Records from a data collection

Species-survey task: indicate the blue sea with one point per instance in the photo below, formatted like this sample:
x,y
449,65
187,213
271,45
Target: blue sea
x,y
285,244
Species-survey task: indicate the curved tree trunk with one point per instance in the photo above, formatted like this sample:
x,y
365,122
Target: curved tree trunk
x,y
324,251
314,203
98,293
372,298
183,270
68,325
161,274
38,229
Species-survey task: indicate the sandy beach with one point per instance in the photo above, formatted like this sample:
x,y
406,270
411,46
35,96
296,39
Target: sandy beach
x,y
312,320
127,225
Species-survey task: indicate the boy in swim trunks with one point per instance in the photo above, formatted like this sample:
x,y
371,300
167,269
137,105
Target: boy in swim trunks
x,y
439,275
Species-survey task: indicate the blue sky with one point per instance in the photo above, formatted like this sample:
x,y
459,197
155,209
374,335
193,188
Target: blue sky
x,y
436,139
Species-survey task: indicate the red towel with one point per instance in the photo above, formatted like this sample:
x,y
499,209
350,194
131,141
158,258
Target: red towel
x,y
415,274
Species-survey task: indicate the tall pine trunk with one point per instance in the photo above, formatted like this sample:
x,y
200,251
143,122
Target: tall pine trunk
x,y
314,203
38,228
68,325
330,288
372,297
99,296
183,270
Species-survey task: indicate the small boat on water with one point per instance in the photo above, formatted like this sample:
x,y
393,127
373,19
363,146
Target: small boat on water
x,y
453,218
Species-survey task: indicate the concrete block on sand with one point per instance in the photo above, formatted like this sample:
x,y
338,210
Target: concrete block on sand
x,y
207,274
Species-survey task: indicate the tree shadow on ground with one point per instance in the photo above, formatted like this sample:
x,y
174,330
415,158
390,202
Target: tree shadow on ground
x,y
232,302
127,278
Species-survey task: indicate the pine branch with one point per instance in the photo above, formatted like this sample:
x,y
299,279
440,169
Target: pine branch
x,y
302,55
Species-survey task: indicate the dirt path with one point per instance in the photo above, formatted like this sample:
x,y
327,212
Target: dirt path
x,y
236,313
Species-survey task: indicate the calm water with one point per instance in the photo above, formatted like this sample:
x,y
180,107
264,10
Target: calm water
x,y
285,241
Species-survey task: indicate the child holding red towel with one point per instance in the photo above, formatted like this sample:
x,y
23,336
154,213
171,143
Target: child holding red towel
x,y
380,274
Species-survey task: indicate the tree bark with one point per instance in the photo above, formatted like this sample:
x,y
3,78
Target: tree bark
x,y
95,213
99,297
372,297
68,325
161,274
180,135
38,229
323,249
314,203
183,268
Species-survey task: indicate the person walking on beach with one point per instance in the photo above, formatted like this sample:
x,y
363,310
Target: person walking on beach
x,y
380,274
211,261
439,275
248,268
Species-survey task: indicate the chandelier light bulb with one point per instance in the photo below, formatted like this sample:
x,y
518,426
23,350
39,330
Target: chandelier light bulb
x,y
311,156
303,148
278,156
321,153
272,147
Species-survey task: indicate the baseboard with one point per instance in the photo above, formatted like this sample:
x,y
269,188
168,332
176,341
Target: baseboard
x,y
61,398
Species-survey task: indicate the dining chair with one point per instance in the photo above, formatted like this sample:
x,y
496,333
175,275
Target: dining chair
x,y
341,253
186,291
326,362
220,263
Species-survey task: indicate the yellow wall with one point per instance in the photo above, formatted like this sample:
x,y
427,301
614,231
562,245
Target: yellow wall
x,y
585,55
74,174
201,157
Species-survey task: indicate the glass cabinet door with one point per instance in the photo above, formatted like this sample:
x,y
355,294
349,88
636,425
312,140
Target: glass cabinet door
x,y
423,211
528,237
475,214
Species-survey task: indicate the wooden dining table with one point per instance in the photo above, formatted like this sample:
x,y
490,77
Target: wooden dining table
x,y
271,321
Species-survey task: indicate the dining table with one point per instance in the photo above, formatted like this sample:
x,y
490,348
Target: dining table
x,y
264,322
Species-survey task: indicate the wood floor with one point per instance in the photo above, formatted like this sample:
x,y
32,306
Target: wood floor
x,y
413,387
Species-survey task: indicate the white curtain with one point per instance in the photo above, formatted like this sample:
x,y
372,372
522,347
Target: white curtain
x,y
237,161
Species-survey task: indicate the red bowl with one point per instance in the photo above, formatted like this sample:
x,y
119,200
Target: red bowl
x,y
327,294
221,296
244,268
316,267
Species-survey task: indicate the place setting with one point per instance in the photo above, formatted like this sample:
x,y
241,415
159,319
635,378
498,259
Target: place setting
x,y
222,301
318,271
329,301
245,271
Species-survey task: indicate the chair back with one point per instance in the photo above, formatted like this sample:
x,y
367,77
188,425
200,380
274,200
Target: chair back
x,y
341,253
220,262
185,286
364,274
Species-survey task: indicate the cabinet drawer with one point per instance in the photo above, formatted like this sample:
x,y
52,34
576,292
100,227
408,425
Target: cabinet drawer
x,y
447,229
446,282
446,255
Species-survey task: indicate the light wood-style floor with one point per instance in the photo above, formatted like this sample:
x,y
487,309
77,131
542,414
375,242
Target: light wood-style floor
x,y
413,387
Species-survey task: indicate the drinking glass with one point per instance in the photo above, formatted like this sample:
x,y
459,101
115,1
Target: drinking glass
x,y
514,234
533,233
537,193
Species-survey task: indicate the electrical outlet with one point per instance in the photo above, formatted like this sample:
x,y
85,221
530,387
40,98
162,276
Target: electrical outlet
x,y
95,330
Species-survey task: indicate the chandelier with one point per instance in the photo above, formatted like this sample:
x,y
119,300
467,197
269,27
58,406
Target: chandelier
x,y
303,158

■ **WHAT IS NEEDED**
Please be sure to repeat every entry exactly.

■ **SOLUTION BELOW**
Species-survey task: indicate the blue sea with one point per instance in the photo below, formatted like this sample:
x,y
449,65
187,213
271,45
Target: blue sea
x,y
285,244
Species-survey task: indicate the curved tree trunk with one point per instance in the photo above, formatted like this sample:
x,y
365,122
Target: curved tree trunk
x,y
324,251
314,203
98,293
372,298
183,270
68,325
161,274
38,229
Species-survey task: indicate the sandy beach with one point per instance in the photo above, formatted like this sample:
x,y
406,270
411,46
35,96
296,39
Target: sandy beach
x,y
312,320
127,225
Species-survey task: indicate the boy in swim trunks with one point per instance in the photo above, formatted like this sample:
x,y
371,300
167,269
137,105
Target: boy in swim trunks
x,y
439,275
Species-survey task: indicate the blue sky with one point per instance in the photo above, formatted like this sample:
x,y
459,197
155,209
374,335
193,188
Target: blue sky
x,y
436,139
Species-survey task: indicate the red towel with one point per instance in the photo above, formatted like this sample:
x,y
499,209
350,194
131,141
158,258
Target: red towel
x,y
415,274
Species-survey task: indicate the tall pine trunk with one point per instance in the photo above, formatted like this sample:
x,y
200,251
143,122
Target: tall pine trunk
x,y
314,203
38,228
68,325
330,288
372,297
99,296
183,270
Species-survey task: indicate the small boat on water with one point per instance in the photo above, formatted like this sample:
x,y
393,127
373,19
363,146
Target: small boat on water
x,y
453,218
Species-survey task: indicate the concrete block on sand with one point per instance in the photo above, formatted like this sample:
x,y
338,210
Target: concrete block on sand
x,y
207,274
Species-survey task: indicate the tree shadow on ground with one point per instance in the photo above, formatted like this sample:
x,y
174,330
415,158
390,202
Target: tree shadow on ground
x,y
232,302
127,278
Species-survey task: indicate the pine branch with one point per instance in the photo above, formatted like this sample:
x,y
299,279
440,169
Target: pine branch
x,y
302,55
Species-survey task: indicate the dirt path with one point per instance in the photo above, formatted like this sample:
x,y
327,212
Target: dirt path
x,y
236,313
Species-survey task: indicate the calm water with one point per instance in the photo above, formatted like this sample:
x,y
180,107
264,10
Target: calm water
x,y
285,241
Species-survey task: indicate the child holding red towel with one point per instance in the photo above, formatted like this sample:
x,y
23,336
154,213
171,143
Target: child holding red towel
x,y
380,274
Species-survey task: indicate the tree bark with one point per instance in the photo above, formatted like this sample:
x,y
3,78
Target: tree bark
x,y
95,213
99,297
372,297
68,325
161,274
180,135
38,229
323,249
314,203
183,268
Species-survey task: indicate the person walking on beach with one point per instance in the photo above, formatted like this sample:
x,y
363,310
Target: person walking on beach
x,y
380,274
211,261
439,275
248,268
Species-survey task: indicate the chandelier light bulb with one point per instance in the photo below, formatted like this sample:
x,y
518,426
23,350
39,330
Target: chandelier light bulb
x,y
311,156
303,148
278,156
321,153
272,147
Species-survey task: indicate the baseboard with one point per instance in the photo above, formatted like this sample:
x,y
269,188
168,332
176,341
Target: baseboard
x,y
61,398
Species-survey task: indicate the dining chair with one point per instance in the photo above, formatted like this sample:
x,y
496,333
175,275
Target: dining chair
x,y
341,253
186,291
326,362
220,263
Species-survey task: indicate the yellow wall with one point per instance in the photo above, formatted like this sample:
x,y
427,301
614,231
562,245
Target: yellow wall
x,y
585,55
74,174
201,157
Species-survey task: indicate the glass cabinet door with one point per instance in the photo above, formatted like this sample:
x,y
355,294
349,88
636,425
312,140
Target: glass cabinet door
x,y
423,211
528,237
475,214
Species-survey task: indicate the wooden dining table with one point per instance in the photo above, formatted like this sample:
x,y
490,77
Target: wooden dining table
x,y
271,321
Species-survey task: indicate the dining table with one point per instance in the photo above, formatted like this sample:
x,y
490,348
Target: dining table
x,y
264,322
Species-survey task: indicate the wood floor with one point per instance in the photo above, formatted like this sample:
x,y
32,306
Target: wood floor
x,y
413,387
Species-survey task: indicate the white curtain with one point per instance in the photo above, formatted like this sample:
x,y
372,372
522,347
Target: white curtain
x,y
237,161
Species-survey task: indicate the red bowl with one point per instance in the photo above, formatted like this sample:
x,y
119,200
Target: red bowl
x,y
327,294
221,296
244,268
316,267
Species-survey task: indicate the place setting with one point per instance in the photo above, formatted like this sample:
x,y
241,415
159,319
635,378
498,259
Target: place setting
x,y
222,301
318,271
329,301
245,271
Species-survey task: indicate the chair back with one point per instance in the photo above, formatted like this sample:
x,y
367,77
188,425
200,380
274,200
Target: chair back
x,y
341,253
220,262
185,286
364,274
Species-survey task: indicate the cabinet drawer with one point per instance in the photo above, formatted like this sample:
x,y
52,34
576,292
100,227
408,425
Target: cabinet drawer
x,y
447,229
446,282
446,255
Species-survey task: indicate the light wood-style floor with one point per instance in the photo above, formatted like this sample:
x,y
487,309
77,131
542,414
375,242
Target: light wood-style floor
x,y
413,387
Species-survey task: indicate the drinking glass with one point per instance in the photo above, formatted like this sample:
x,y
459,101
115,1
Target: drinking glass
x,y
514,234
533,233
537,193
Species-survey task: indicate the electrical outlet with one point per instance in the photo above, formatted like this sample:
x,y
85,221
530,387
40,98
162,276
Target: electrical outlet
x,y
95,330
Species-survey task: indicate the chandelier with one point per instance in the photo above, formatted like this sample:
x,y
119,300
467,197
269,27
58,406
Target: chandelier
x,y
303,158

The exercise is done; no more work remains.